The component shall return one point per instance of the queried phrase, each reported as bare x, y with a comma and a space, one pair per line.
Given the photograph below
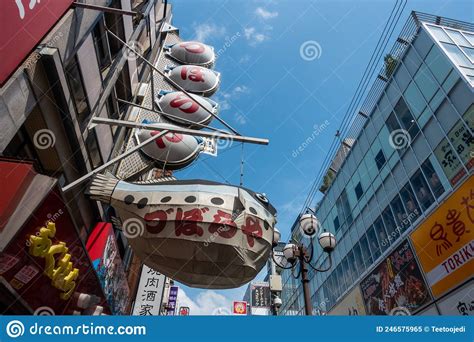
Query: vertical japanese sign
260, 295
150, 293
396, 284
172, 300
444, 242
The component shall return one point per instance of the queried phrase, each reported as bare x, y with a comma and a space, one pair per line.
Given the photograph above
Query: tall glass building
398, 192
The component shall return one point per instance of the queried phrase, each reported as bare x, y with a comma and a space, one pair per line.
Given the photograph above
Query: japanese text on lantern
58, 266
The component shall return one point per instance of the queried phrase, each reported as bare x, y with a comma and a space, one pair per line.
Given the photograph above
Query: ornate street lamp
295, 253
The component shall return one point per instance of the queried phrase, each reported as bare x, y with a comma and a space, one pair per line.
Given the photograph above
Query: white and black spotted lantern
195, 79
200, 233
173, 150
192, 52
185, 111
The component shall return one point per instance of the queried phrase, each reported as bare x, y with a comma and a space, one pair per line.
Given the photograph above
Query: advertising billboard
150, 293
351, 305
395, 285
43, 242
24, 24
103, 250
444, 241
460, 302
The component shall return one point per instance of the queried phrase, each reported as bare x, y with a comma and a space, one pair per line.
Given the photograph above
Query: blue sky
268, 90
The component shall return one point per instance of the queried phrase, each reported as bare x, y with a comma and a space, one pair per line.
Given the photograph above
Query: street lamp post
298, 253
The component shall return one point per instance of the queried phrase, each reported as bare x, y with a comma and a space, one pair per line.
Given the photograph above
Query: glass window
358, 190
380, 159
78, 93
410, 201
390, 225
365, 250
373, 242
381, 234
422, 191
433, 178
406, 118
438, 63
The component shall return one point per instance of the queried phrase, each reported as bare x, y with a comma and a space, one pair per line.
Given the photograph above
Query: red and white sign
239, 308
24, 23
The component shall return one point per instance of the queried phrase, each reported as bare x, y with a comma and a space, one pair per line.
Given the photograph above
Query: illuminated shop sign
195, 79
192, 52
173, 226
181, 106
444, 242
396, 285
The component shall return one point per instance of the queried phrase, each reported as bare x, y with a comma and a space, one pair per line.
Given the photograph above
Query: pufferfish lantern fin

****************************************

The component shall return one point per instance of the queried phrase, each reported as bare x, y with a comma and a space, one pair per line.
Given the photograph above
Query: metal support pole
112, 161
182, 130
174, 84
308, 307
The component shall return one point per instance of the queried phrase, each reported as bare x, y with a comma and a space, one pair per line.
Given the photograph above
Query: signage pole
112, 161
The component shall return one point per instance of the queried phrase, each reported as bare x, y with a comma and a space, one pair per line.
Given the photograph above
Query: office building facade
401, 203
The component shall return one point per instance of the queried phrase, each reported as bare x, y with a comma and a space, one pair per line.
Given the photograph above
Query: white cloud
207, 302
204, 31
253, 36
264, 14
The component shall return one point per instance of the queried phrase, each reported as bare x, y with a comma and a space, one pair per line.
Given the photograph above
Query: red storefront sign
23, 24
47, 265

****************************************

The task:
Return every line of the items above that contains the word "white".

Task result:
Query: white and black spotted lantern
Query: red and white sign
Query: white cloud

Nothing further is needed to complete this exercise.